> _Job_:
Return each line of the rows below that contains the string "every". Treat the match as case-sensitive.

(Extracted data entries)
━━━━━━━━━━━━━━━━━━━━
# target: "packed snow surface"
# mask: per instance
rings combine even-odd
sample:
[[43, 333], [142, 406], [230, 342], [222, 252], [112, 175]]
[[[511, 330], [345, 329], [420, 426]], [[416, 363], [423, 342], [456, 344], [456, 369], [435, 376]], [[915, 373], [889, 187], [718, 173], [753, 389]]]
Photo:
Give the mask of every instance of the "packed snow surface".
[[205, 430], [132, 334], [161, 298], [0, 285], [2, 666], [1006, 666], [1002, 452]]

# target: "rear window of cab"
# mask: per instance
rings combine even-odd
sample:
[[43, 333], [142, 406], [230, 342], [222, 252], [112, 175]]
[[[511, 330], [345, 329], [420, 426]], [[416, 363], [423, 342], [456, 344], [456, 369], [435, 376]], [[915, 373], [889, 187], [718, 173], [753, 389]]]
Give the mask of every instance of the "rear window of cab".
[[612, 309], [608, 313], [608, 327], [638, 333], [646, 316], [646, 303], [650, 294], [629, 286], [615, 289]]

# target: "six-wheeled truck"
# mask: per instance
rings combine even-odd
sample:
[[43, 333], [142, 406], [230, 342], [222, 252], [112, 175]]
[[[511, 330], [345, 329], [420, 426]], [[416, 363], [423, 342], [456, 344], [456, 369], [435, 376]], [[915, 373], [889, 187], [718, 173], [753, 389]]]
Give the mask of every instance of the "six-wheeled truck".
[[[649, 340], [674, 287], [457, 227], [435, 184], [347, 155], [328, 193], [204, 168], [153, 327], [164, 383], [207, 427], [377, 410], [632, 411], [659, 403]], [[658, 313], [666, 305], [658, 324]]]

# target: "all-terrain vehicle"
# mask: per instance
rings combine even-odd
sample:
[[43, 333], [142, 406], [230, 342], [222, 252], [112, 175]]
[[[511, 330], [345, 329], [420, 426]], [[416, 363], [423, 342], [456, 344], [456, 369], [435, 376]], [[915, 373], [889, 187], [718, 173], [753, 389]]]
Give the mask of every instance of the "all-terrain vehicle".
━━━━━━━━━━━━━━━━━━━━
> _Final result_:
Give the mask of every instance of the "packed snow surface".
Give the mask of every instance of the "rear window of cab".
Give the mask of every instance of the "six-wheeled truck".
Give the mask of every instance of the "all-terrain vehicle".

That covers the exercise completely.